▶ _Your goal_:
An exact transcription of every entry is required, with the images left out.

▼

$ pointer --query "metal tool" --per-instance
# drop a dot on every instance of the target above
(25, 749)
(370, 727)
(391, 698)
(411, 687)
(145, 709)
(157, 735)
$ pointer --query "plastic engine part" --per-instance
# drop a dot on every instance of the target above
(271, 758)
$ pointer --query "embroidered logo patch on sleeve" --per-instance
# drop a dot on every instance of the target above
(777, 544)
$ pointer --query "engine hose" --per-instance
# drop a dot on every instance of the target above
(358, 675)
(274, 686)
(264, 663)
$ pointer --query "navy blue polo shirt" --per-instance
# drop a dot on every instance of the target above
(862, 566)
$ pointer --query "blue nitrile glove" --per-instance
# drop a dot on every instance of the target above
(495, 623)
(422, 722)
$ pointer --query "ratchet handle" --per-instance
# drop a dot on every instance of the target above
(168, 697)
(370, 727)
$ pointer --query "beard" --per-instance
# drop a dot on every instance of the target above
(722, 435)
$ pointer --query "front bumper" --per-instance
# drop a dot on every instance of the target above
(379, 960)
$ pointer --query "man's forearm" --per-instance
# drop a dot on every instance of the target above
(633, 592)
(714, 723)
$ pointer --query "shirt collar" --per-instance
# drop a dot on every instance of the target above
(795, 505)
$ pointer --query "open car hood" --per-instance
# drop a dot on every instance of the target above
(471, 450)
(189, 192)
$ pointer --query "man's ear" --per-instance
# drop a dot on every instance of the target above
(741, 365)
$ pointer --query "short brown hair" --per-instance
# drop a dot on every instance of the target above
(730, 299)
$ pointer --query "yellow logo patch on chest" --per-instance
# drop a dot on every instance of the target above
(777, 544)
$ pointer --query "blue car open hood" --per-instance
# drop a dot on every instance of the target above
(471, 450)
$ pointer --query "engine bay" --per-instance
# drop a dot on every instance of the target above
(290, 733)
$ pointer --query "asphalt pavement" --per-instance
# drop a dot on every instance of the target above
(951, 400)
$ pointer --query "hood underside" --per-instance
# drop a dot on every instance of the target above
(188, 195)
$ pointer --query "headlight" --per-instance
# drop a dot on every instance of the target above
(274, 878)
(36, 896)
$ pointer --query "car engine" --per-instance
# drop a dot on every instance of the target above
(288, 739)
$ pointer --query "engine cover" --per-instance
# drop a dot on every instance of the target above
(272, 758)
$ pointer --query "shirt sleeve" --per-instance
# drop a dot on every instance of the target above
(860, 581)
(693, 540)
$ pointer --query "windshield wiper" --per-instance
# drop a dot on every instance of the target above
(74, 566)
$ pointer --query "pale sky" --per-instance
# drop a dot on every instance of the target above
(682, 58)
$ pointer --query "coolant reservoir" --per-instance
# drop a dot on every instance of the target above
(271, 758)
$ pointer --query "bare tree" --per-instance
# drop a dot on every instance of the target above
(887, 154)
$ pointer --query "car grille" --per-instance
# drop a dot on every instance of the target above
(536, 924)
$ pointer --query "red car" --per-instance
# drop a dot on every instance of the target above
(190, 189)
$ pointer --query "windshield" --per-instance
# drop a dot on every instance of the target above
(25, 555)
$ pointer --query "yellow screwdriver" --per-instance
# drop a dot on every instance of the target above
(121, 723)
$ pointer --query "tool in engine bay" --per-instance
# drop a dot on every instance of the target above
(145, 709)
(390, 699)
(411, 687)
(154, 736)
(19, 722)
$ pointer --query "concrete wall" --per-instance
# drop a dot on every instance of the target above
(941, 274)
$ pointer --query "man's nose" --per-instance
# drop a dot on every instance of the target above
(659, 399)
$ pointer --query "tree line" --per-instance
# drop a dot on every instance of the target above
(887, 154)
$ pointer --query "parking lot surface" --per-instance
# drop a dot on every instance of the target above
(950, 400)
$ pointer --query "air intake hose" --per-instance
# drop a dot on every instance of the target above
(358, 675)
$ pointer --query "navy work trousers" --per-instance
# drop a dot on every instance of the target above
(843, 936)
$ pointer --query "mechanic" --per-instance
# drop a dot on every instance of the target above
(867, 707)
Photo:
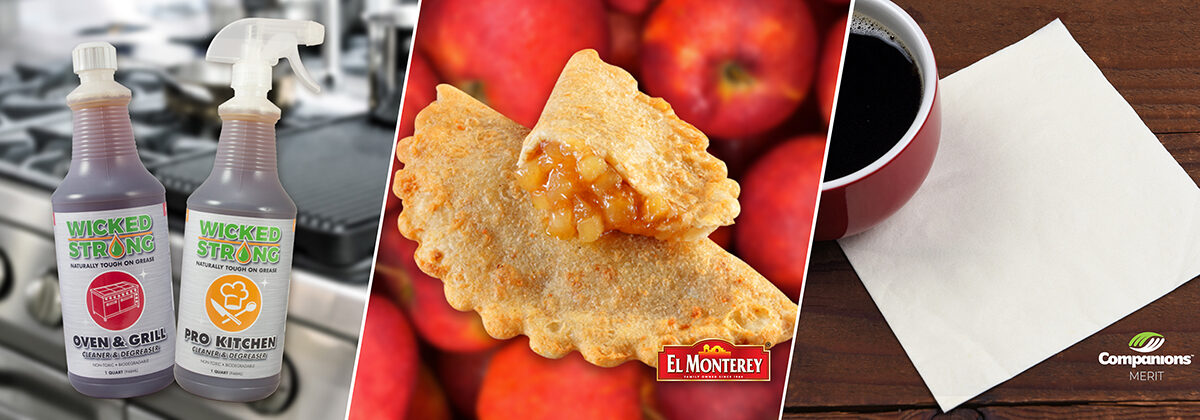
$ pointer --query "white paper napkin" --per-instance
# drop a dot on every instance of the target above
(1050, 213)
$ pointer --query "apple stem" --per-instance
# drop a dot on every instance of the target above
(736, 75)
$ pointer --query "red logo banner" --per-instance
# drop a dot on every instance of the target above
(714, 360)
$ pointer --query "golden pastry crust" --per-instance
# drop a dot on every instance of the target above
(597, 109)
(619, 298)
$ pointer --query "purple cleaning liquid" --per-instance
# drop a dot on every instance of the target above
(112, 247)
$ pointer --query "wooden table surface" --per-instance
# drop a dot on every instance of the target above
(849, 363)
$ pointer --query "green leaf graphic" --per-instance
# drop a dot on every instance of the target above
(1140, 339)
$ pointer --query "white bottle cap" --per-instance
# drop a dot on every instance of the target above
(91, 55)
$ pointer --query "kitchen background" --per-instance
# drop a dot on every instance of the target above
(347, 131)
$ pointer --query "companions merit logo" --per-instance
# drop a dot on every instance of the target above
(109, 238)
(243, 244)
(1145, 342)
(714, 360)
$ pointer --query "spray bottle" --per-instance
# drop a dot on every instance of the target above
(112, 246)
(240, 226)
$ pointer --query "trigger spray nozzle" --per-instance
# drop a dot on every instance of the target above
(253, 47)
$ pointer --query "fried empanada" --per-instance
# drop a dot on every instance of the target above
(619, 298)
(605, 156)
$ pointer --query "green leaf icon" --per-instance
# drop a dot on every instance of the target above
(1143, 337)
(243, 255)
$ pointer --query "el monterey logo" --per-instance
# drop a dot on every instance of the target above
(714, 360)
(1146, 342)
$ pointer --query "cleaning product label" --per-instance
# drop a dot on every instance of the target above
(114, 280)
(234, 295)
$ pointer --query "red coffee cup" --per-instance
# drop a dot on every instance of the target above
(855, 203)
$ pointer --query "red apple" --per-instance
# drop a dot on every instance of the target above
(624, 31)
(424, 299)
(429, 401)
(735, 69)
(631, 6)
(831, 60)
(419, 93)
(726, 400)
(508, 53)
(462, 373)
(387, 369)
(778, 201)
(525, 385)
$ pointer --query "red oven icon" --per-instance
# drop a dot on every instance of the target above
(108, 301)
(115, 300)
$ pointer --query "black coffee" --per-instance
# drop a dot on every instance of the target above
(879, 100)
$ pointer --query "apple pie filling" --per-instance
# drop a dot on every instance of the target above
(585, 197)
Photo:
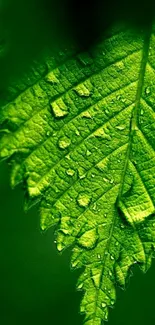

▲

▶ _Task solution_:
$ pointer --query "metal tool" --per-instance
# drop a dot on every instance of the target above
(25, 749)
(370, 727)
(391, 698)
(411, 687)
(145, 709)
(157, 735)
$ pointer --query "plastic engine part" --per-instance
# drop a dot on every instance of the target above
(271, 758)
$ pointer --query "embroidered logo patch on sleeve" --per-instance
# drop a dot on every instance of the target above
(777, 544)
$ pointer --query "engine hose" --per-instance
# drop a dot on every instance of the target above
(358, 675)
(274, 686)
(264, 663)
$ pointer --query "navy blue polo shirt" --per-instance
# drop a dot on every instance of the target above
(862, 566)
$ pointer --query "blue nitrile glove" --per-instance
# drop a dot on every instance of the target above
(495, 623)
(422, 722)
$ pointer --query "ratchet handle" --per-instance
# drop a dot on every instance of the target above
(168, 697)
(370, 727)
$ pointer --query "beard" --per-instance
# drop a dot on every instance of the target above
(722, 435)
$ pointer --query "front bumper" --per-instance
# drop a dot on every instance of the target above
(379, 960)
$ pointer --query "man's forearm" --per-instance
# drop a dot on every instance of the target above
(633, 592)
(714, 723)
$ pointer --query "shirt collar" --per-instance
# drop a dot on every instance of the target above
(795, 505)
$ pointer --query "open car hood" --per-instance
# drop a dot on every instance of the target above
(471, 450)
(189, 192)
$ pointer --query "man's ear" --per-instance
# drop a dot on every instance of the target above
(741, 365)
$ pointer --query "short brown hair" --per-instance
# drop a dot on every instance of the target above
(730, 299)
$ pointer --query "yellow logo patch on chest" --per-instance
# drop a dot on every instance of the target above
(777, 544)
$ pointer --query "blue car open hood" --per-instance
# drop a dot on every instance of the target above
(471, 450)
$ pointer --query "engine bay" --per-instance
# drop a dot on every instance of the target above
(290, 733)
$ pointer --query "asphalt pavement" --per-instance
# drop a dot on every instance of the target above
(951, 400)
$ pointer --query "hood underside" --per-instance
# drop a dot on every instance of the target above
(188, 195)
$ pointer --query "headlight" --per-instance
# drop a dot on every instance of the target above
(274, 878)
(36, 896)
$ pointer --query "car engine" --per-instance
# drop a dot on every instance of the target above
(288, 739)
$ pointer --query "engine cover" --per-instance
# drop a dot on every instance of the target above
(272, 758)
$ pointer --query "shirt sleeve" --per-instance
# drop a dot on every instance of the target above
(860, 581)
(693, 540)
$ pointer --query "windshield wiper" --per-instance
# drop a dot on every instance of the target above
(74, 566)
$ pointer --query "pale sky" --per-instance
# drop a dot on every instance of the target above
(682, 58)
$ pointer --query "coolant reservoir" --per-instance
# drop a dot on every instance of the target above
(271, 758)
$ pointer --query "bare tree" --per-instance
# drop a dot on every instance of the target above
(887, 154)
$ pointer --query "car grille" --per-instance
# drop a dot on every instance of the target above
(536, 924)
$ pointer --query "red car" --per-instance
# drop a dot on every instance of the target above
(190, 189)
$ pointer --query "windshield" --per-instance
# drop a dot on every instance of the target above
(25, 555)
$ pointer --query "yellow screwdriver" --per-instance
# drop a dot on every instance of the target above
(121, 723)
$ pointer --query "tool in engine bay" --per-instance
# drop a dot on every instance of the target above
(145, 709)
(390, 699)
(411, 687)
(154, 736)
(19, 722)
$ pointer --query "concrete wall" --per-instance
# drop a dot on every instance of the target above
(941, 274)
$ pointer --query "man's nose" --per-instance
# drop a dot on every instance of the target above
(659, 399)
$ pointer --query "tree line" --per-instance
# drop a dot on every instance of the target above
(887, 154)
$ pointer --query "parking lot surface" --per-instance
# drop a dot on every instance of the target above
(950, 400)
$ pointer --query "air intake hose" --per-instance
# drop a dot on every instance of the target above
(358, 675)
$ pointer --query "navy work trousers" --per-instance
# drop a dot on every instance of the target above
(843, 936)
$ pointer --query "mechanic" --per-instance
# drop a dot on every instance of the target above
(867, 707)
Photo:
$ pointer --query "white paper napkin" --per-instance
# drop a dot on every instance of the target above
(1050, 213)
$ pointer --query "apple stem" --per-instance
# drop a dot on every instance of the target above
(736, 75)
$ pointer --query "red logo banner" --per-instance
# drop a dot on every instance of the target above
(714, 360)
$ pointer --query "golden pastry crust" --per-instance
# drop a dot on every instance of the target above
(597, 109)
(619, 298)
$ pointer --query "purple cleaning liquid" --per-instance
# drop a dot on every instance of the target above
(112, 247)
$ pointer --query "wooden table surface" --per-instance
# drop a dot on every instance of the target above
(849, 363)
$ pointer --query "green leaf graphic" --per-instance
# drop a dot on every instance of the target above
(1140, 339)
$ pointer --query "white bottle cap" --per-instance
# drop a dot on every instance of the target above
(91, 55)
$ pointer --query "kitchen background" --per-instance
# drop a dot on every instance of the target above
(347, 131)
$ pointer --query "companions merit logo" --per-instance
# drop a dot on every instance of the target above
(109, 238)
(243, 244)
(1145, 342)
(714, 360)
$ pointer --query "spray bottle" --per-instance
# drop a dot on every instance of the target above
(112, 246)
(240, 226)
$ pointer --query "trigger spray nozzle" --per-instance
# drop a dot on every instance of the target above
(253, 47)
$ pointer --query "fried empanada" --per-instance
# drop a dot on every instance of the target above
(619, 298)
(605, 156)
$ pointer --query "green leaf icon" --per-instance
# drop a dot on every instance of the target above
(1143, 337)
(243, 255)
$ pointer --query "el monterey logo" --per-instance
# drop a dot on every instance of the target above
(714, 360)
(1146, 342)
$ pointer --query "cleaning product label" --per-instance
# drop a dot on every instance of the target above
(114, 280)
(234, 295)
$ pointer --query "red coffee cup" --per-instance
# drop a dot on every instance of the target above
(855, 203)
$ pointer --query "red apple" --per-instance
# drop a dot on every instance of the target above
(624, 31)
(424, 299)
(429, 401)
(735, 69)
(631, 6)
(831, 60)
(419, 93)
(726, 400)
(508, 53)
(462, 373)
(387, 369)
(778, 201)
(525, 385)
$ pointer --query "red oven icon" --per-instance
# drop a dot on every instance of the target above
(108, 301)
(115, 300)
$ pointer --query "black coffee" --per-instance
# drop a dot on every instance of the target above
(879, 100)
$ pointer --query "apple pie filling" --per-instance
# drop a dot on every instance of the target above
(585, 197)
Photo:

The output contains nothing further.